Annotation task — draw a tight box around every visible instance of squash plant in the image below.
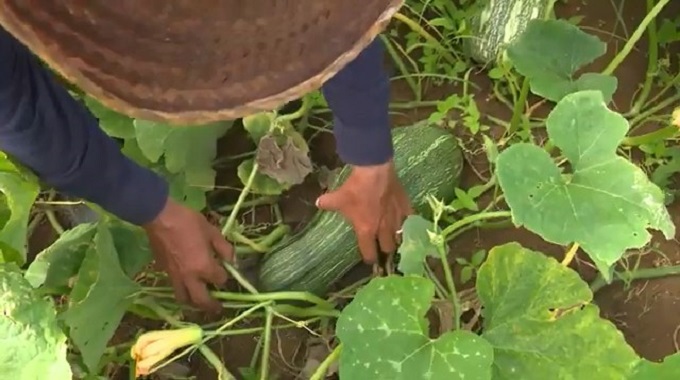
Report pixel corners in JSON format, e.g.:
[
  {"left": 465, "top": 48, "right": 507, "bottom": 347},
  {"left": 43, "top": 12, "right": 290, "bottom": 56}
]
[{"left": 337, "top": 90, "right": 680, "bottom": 380}]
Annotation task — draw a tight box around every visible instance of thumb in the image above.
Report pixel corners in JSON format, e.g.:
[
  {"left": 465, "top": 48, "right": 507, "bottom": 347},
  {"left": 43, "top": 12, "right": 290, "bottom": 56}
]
[{"left": 316, "top": 189, "right": 344, "bottom": 211}]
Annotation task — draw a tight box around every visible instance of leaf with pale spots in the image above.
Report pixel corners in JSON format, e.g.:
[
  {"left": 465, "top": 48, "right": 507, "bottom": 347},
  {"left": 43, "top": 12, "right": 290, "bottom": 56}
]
[
  {"left": 477, "top": 243, "right": 638, "bottom": 380},
  {"left": 336, "top": 276, "right": 493, "bottom": 380},
  {"left": 398, "top": 215, "right": 439, "bottom": 276},
  {"left": 497, "top": 91, "right": 675, "bottom": 280}
]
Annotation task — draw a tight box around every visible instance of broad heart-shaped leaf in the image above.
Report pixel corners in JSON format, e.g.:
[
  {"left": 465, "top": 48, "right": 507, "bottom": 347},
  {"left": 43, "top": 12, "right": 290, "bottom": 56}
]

_WHAT YOU HAVE TO DO_: Could you write out the rows above again with "tight box" changed to "close-fitting box" wherever it appears, keeping everything else the same and leaving out the picture?

_WRITTEN ANSWER_:
Annotation task — draw a close-fitting box around every visible instance of squash plant in the image below.
Report pixel corners in JSON format, e.g.:
[
  {"left": 465, "top": 48, "right": 507, "bottom": 347},
  {"left": 43, "top": 12, "right": 290, "bottom": 56}
]
[{"left": 337, "top": 90, "right": 680, "bottom": 380}]
Annotation task — draw a close-fitting box around every visible instance of thumb in the image above.
Report pixel corners in JSON format, e.g.:
[
  {"left": 465, "top": 48, "right": 507, "bottom": 347},
  {"left": 43, "top": 12, "right": 290, "bottom": 56}
]
[{"left": 316, "top": 189, "right": 344, "bottom": 211}]
Annotation task — draw a close-fitting box around every visible instance of leaf with pale spots in the image above.
Report pixel corners in JSON format, e.g.:
[
  {"left": 465, "top": 48, "right": 507, "bottom": 347},
  {"left": 43, "top": 12, "right": 290, "bottom": 56}
]
[
  {"left": 477, "top": 243, "right": 638, "bottom": 380},
  {"left": 336, "top": 276, "right": 493, "bottom": 380},
  {"left": 398, "top": 215, "right": 439, "bottom": 276},
  {"left": 497, "top": 91, "right": 675, "bottom": 280}
]
Annotation task — draw a close-fitting box around every visible instance of broad heart-shaped leaf in the image above.
Report pixel corners in JSON format, e.g.:
[
  {"left": 465, "top": 48, "right": 507, "bottom": 347},
  {"left": 43, "top": 12, "right": 290, "bottom": 56}
]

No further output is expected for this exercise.